**Tarea indicada**
Transcriba literalmente, del texto sobre el diseño de redes convolucionales en Keras, todo lo que va desde "(x_train, y_train), (x_test, y_test)" hasta "y_train, test_size=10000, random_state=42)".

**Fragmento de lectura**

Diseño de CNNs

Diseñaremos nuestra propia ConvNet y veremos algunas aplicaciones existentes.

También exploraremos los tres métodos diferentes para definir un modelo en Keras:

Dataset

from tensorflow.keras import datasets
from sklearn.model_selection import train_test_split

(x_train, y_train), (x_test, y_test) = datasets.mnist.load_data()
h, w = x_train.shape[1:]

x_train = x_train.reshape(x_train.shape[0], h, w, 1)
x_test = x_test.reshape(x_test.shape[0], h, w, 1)
input_shape = (h, w, 1)

x_train = x_train.astype('float32')
x_test = x_test.astype('float32')
x_train /= 255
x_test /= 255

x_train, x_val, y_train, y_val = train_test_split(
    x_train, y_train, test_size=10000, random_state=42)

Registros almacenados

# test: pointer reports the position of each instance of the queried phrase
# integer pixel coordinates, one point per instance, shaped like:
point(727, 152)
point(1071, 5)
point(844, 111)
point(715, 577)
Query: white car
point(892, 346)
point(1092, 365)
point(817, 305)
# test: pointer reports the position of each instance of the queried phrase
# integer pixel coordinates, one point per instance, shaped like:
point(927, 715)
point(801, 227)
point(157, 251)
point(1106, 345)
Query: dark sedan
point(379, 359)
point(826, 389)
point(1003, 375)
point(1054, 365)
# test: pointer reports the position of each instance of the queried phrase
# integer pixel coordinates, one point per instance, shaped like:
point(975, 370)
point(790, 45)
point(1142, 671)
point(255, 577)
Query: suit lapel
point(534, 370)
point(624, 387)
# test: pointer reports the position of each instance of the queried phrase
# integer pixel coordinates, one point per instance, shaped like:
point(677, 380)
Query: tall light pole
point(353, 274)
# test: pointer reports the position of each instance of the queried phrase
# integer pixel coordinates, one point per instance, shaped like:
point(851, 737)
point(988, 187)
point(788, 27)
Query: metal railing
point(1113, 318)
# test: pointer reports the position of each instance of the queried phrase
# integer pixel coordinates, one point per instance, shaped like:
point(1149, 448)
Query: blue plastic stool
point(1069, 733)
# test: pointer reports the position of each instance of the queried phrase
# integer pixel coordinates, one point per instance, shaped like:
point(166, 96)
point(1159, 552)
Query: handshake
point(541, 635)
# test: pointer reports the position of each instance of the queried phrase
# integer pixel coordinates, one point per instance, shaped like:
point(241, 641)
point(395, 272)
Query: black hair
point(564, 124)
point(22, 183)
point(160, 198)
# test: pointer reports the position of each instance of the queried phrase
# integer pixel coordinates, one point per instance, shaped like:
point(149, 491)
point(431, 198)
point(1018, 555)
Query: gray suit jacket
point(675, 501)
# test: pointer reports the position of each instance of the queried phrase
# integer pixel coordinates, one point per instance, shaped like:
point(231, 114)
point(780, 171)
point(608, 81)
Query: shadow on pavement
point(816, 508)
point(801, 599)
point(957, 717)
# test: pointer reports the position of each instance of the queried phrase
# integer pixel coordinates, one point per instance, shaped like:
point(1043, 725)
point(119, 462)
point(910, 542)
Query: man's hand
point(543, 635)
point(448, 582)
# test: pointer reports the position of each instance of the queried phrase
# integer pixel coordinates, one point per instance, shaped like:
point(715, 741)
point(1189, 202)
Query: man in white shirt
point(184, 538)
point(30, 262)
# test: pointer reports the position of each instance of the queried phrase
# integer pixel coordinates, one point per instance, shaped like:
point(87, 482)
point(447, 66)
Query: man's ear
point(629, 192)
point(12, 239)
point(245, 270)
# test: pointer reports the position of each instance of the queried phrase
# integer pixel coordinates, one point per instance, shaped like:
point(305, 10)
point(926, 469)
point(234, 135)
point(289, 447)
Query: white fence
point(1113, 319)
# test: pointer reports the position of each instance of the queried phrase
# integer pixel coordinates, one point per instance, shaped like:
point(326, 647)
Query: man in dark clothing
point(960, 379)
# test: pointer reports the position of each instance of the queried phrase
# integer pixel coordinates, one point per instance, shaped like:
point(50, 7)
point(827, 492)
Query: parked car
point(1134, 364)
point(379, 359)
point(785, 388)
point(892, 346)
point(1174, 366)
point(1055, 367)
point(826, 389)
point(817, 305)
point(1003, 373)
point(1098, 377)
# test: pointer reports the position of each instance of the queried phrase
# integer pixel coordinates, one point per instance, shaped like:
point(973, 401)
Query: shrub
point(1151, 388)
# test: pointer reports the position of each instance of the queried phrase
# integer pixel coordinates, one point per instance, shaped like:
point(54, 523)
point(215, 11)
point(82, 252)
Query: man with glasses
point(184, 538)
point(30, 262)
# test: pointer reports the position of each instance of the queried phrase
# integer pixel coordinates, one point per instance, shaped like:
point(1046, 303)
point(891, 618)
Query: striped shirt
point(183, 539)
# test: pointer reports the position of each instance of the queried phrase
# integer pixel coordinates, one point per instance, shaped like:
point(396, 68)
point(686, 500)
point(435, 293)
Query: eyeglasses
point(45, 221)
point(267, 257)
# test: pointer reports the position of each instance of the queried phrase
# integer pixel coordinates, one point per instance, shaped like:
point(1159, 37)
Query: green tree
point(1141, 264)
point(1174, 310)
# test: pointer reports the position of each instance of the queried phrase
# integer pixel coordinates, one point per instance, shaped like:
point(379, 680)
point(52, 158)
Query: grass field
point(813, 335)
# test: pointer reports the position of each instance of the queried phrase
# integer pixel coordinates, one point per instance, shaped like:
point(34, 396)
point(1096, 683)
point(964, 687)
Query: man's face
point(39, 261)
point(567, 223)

**Respuesta correspondiente**
(x_train, y_train), (x_test, y_test) = datasets.mnist.load_data()
h, w = x_train.shape[1:]

x_train = x_train.reshape(x_train.shape[0], h, w, 1)
x_test = x_test.reshape(x_test.shape[0], h, w, 1)
input_shape = (h, w, 1)

x_train = x_train.astype('float32')
x_test = x_test.astype('float32')
x_train /= 255
x_test /= 255

x_train, x_val, y_train, y_val = train_test_split(
    x_train, y_train, test_size=10000, random_state=42)